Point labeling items
>> begin

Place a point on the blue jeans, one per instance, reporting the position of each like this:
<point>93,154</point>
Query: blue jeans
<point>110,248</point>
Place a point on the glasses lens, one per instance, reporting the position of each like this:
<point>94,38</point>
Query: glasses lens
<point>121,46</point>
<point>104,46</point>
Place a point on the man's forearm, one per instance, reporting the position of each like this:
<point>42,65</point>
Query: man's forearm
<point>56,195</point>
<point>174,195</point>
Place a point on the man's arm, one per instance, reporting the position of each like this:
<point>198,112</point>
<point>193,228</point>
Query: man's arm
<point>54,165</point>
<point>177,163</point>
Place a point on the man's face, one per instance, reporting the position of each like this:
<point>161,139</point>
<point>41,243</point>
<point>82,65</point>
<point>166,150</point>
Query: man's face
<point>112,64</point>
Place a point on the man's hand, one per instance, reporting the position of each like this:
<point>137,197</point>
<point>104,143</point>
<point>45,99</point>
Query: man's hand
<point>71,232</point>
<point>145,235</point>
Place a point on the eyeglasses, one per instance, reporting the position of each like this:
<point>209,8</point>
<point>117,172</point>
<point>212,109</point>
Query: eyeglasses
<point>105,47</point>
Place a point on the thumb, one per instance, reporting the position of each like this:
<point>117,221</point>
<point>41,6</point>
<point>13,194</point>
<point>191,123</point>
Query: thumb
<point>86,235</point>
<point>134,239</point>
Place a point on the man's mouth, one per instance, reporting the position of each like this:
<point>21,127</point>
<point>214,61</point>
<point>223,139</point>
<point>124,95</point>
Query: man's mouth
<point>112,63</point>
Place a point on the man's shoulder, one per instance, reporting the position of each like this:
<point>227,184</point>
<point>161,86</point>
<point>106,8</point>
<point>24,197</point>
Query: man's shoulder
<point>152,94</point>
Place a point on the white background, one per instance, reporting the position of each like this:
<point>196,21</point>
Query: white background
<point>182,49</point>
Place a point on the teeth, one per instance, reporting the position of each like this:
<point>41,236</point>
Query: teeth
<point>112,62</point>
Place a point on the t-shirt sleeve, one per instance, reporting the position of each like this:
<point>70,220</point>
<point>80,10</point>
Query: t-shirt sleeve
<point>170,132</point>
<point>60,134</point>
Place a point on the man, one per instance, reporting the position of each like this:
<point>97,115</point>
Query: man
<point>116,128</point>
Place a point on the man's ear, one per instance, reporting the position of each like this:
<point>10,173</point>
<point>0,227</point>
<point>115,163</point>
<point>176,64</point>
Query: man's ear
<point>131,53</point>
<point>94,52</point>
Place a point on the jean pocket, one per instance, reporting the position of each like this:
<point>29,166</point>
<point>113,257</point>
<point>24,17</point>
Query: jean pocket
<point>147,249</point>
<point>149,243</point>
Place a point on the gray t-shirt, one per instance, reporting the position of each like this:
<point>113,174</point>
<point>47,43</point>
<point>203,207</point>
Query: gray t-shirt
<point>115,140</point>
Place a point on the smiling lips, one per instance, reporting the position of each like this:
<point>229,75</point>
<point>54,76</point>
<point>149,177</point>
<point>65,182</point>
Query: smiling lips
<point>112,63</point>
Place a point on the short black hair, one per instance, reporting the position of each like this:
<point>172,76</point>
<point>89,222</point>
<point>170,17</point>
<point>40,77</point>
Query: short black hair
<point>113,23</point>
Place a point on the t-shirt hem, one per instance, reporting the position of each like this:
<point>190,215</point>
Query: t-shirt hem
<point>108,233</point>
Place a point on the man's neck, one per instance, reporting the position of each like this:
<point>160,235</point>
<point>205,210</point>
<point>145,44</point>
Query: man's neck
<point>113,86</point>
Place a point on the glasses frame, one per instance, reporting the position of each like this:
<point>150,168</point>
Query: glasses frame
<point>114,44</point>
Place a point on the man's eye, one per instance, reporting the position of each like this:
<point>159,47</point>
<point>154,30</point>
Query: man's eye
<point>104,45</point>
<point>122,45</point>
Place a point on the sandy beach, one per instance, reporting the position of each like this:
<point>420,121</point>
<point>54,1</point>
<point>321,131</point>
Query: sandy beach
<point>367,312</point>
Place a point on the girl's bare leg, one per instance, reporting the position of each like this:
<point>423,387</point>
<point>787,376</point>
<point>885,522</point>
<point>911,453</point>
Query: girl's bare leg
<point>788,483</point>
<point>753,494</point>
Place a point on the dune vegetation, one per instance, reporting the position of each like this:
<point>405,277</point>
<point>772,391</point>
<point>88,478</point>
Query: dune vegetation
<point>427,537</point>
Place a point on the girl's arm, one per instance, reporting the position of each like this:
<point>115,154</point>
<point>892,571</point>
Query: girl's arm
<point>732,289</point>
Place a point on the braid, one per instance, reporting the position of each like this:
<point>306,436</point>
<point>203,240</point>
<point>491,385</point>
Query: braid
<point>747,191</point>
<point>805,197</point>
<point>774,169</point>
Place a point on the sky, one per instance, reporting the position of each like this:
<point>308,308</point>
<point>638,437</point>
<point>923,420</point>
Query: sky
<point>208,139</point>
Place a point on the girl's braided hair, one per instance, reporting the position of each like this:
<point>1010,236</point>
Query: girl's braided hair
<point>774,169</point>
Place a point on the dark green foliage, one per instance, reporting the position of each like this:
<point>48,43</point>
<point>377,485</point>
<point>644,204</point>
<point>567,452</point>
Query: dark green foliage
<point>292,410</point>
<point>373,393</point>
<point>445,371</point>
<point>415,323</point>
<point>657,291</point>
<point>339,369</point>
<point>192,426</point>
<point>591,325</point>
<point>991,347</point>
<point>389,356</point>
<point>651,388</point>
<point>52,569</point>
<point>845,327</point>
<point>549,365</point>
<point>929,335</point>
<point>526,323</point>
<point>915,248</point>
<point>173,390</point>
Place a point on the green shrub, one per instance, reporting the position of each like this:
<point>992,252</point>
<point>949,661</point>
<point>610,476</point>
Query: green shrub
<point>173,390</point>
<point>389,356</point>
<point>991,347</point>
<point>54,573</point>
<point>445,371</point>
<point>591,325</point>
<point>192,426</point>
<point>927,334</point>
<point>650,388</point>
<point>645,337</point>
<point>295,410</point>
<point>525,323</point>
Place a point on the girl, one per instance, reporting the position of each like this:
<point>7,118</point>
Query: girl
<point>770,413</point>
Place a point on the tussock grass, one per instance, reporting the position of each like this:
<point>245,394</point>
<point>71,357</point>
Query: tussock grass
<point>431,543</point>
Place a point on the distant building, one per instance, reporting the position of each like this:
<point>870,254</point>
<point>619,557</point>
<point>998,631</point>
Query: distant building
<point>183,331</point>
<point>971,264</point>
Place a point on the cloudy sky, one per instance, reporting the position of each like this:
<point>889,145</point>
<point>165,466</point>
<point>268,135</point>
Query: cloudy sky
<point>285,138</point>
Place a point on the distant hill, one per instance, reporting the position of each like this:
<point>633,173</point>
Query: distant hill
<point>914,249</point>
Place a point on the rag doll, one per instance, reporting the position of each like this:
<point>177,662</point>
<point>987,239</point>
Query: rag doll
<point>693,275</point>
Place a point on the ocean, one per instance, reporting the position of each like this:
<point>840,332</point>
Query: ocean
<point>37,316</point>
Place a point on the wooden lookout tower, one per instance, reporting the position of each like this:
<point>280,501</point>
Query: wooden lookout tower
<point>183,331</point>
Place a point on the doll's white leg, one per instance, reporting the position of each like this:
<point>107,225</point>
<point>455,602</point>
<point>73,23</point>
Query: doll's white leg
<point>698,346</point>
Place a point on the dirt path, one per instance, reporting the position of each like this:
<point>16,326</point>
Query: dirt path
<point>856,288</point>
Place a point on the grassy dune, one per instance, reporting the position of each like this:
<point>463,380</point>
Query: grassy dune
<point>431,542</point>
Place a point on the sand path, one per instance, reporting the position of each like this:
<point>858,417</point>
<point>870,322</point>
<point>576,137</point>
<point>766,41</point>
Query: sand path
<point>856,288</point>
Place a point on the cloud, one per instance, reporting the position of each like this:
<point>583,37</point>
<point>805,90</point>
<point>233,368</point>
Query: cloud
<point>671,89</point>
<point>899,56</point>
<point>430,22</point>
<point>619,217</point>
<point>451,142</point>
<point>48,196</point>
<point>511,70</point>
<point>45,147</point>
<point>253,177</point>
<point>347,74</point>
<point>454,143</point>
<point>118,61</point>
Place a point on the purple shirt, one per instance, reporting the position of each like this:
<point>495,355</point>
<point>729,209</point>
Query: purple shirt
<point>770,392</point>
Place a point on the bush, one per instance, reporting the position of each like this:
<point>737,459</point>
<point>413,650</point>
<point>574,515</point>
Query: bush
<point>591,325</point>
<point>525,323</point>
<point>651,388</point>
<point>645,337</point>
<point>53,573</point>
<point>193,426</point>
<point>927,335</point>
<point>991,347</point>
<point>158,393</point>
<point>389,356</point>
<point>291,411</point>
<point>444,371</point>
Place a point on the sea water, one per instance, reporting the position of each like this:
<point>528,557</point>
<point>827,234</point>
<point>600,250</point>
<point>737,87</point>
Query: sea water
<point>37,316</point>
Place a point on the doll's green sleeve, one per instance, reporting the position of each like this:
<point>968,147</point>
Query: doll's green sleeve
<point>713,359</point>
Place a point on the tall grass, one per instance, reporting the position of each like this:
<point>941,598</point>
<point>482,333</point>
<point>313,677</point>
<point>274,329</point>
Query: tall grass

>> end
>> begin

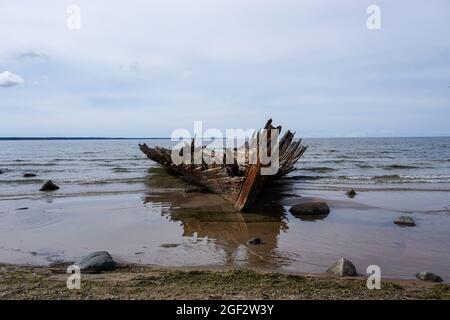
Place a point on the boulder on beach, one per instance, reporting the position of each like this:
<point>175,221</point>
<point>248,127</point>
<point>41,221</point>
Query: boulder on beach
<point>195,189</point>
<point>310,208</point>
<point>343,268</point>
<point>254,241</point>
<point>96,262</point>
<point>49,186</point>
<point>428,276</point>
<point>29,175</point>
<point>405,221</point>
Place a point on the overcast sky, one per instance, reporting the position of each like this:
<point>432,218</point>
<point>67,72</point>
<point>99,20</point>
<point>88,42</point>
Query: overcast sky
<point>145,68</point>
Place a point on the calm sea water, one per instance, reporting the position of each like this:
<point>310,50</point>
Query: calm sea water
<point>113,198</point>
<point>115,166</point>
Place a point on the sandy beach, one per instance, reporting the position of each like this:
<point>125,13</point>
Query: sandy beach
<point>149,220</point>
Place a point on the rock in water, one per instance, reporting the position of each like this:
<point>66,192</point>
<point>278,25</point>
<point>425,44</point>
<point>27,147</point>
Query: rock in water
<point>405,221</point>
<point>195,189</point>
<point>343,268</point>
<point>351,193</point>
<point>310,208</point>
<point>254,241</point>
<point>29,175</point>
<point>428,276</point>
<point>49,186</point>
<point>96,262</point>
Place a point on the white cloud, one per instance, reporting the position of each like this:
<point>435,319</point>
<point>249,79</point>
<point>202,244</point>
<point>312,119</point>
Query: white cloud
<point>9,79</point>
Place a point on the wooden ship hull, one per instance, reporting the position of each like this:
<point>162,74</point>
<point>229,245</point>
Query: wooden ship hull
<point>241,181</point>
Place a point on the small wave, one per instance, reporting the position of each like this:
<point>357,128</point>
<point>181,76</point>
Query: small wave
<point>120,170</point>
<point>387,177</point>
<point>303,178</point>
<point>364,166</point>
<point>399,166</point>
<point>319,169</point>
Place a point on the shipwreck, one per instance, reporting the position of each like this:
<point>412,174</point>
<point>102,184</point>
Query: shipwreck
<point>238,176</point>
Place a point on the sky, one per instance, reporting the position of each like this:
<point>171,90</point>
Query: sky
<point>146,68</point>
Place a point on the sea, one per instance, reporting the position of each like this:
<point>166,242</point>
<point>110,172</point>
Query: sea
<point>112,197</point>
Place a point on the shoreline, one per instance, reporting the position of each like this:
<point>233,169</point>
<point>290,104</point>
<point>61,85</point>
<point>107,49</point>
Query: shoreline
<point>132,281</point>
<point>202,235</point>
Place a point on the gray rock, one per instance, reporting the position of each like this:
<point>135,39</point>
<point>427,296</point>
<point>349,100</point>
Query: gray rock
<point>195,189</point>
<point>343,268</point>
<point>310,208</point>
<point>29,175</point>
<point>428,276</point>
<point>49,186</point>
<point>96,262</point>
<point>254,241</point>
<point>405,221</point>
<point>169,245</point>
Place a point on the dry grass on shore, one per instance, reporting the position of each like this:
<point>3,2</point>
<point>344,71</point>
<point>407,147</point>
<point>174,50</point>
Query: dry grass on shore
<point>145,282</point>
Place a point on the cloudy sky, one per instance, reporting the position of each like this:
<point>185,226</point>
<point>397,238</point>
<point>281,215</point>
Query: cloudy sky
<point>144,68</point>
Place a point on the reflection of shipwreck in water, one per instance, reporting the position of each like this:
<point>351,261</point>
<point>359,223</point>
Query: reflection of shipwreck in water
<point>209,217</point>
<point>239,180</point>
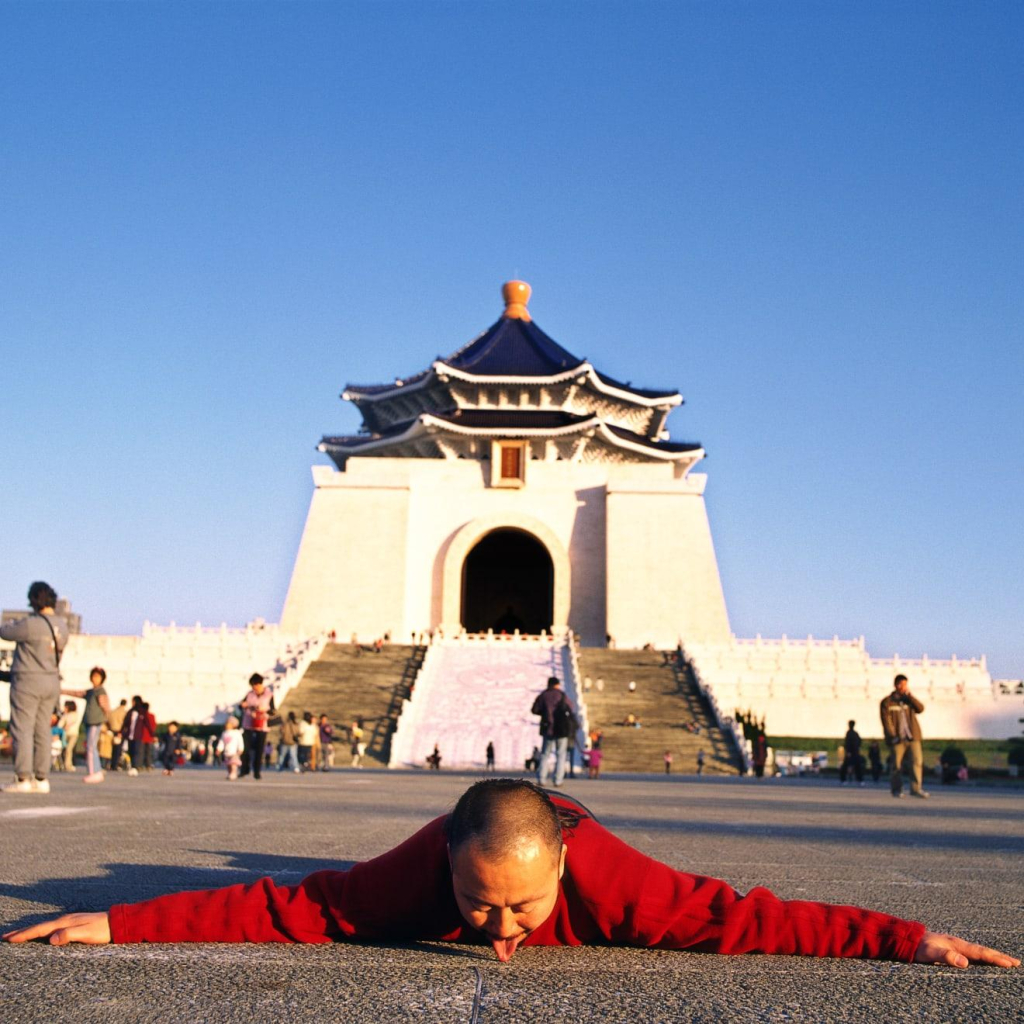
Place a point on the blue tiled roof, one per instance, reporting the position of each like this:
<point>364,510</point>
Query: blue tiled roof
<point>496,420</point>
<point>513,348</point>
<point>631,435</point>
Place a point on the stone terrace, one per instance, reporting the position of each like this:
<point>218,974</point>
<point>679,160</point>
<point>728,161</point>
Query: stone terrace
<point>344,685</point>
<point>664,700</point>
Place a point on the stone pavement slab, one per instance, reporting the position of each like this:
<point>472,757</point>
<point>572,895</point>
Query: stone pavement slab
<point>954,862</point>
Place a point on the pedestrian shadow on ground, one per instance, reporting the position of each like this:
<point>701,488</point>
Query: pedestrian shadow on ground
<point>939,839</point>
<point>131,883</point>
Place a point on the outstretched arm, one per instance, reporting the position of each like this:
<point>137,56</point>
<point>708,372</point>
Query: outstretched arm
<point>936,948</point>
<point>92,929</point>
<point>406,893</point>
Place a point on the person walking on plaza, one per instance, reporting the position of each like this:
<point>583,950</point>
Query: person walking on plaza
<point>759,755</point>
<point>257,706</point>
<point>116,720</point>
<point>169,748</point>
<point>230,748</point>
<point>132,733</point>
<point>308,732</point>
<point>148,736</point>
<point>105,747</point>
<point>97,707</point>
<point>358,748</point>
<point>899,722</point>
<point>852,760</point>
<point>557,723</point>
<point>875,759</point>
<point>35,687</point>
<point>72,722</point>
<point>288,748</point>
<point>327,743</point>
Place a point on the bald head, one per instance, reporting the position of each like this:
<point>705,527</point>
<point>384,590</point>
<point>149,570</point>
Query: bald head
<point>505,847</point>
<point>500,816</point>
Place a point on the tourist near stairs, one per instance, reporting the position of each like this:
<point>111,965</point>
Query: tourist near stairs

>> end

▶ Job
Reproduce the items verbatim, beginning with the line containing "Place a point on the dune" and ending with the line containing "<point>427,537</point>".

▶ Response
Place a point on the dune vegetation, one per instance, reporting the position of each like this:
<point>405,277</point>
<point>772,391</point>
<point>88,478</point>
Query: dune vegetation
<point>427,537</point>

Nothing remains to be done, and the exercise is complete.